Reproduce the following records line for line, without any changes.
* start Listed records *
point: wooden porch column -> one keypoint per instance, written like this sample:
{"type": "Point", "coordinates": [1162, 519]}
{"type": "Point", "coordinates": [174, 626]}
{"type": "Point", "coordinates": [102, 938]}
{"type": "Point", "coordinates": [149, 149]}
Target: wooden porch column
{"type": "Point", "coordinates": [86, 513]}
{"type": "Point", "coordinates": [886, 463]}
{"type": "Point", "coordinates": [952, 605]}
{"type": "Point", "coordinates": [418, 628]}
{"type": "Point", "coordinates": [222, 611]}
* end Listed records *
→ The solution
point: wooden porch column -> one keypoint per instance, written like this sample:
{"type": "Point", "coordinates": [1162, 519]}
{"type": "Point", "coordinates": [174, 626]}
{"type": "Point", "coordinates": [102, 938]}
{"type": "Point", "coordinates": [149, 149]}
Target: wooden porch column
{"type": "Point", "coordinates": [86, 513]}
{"type": "Point", "coordinates": [886, 463]}
{"type": "Point", "coordinates": [952, 605]}
{"type": "Point", "coordinates": [418, 628]}
{"type": "Point", "coordinates": [222, 611]}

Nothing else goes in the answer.